Requisitos da tarefa — Reproduza todas as linhas abaixo e substitua "flowering plant" por "blooming plant", mantendo todo o resto igual. Deixe as imagens de fora da resposta.

Entradas armazenadas:
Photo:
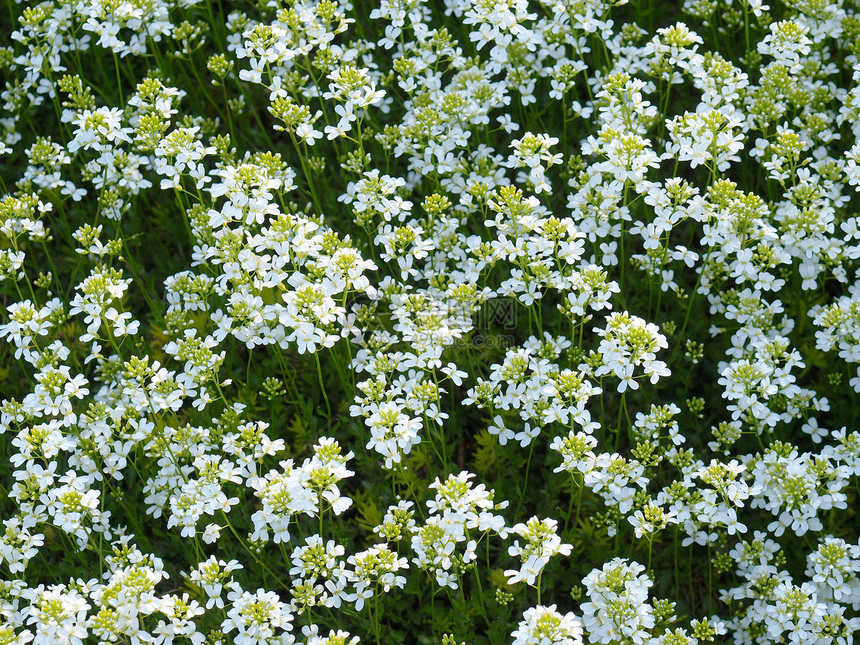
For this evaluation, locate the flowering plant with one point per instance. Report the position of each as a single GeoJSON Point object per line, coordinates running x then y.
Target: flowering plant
{"type": "Point", "coordinates": [485, 321]}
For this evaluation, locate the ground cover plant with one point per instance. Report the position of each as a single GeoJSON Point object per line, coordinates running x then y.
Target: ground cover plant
{"type": "Point", "coordinates": [467, 321]}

Resposta da tarefa —
Photo:
For this evaluation, locate the blooming plant with one point per instance. Report the position of each as a single GeoJSON Point object per line, coordinates running x then y.
Target: blooming plant
{"type": "Point", "coordinates": [485, 321]}
For this evaluation, locate the ground cover plant with one point per instance. Report the position of each as a single GeoJSON Point object per line, coordinates running x then y.
Target: ground cover plant
{"type": "Point", "coordinates": [467, 321]}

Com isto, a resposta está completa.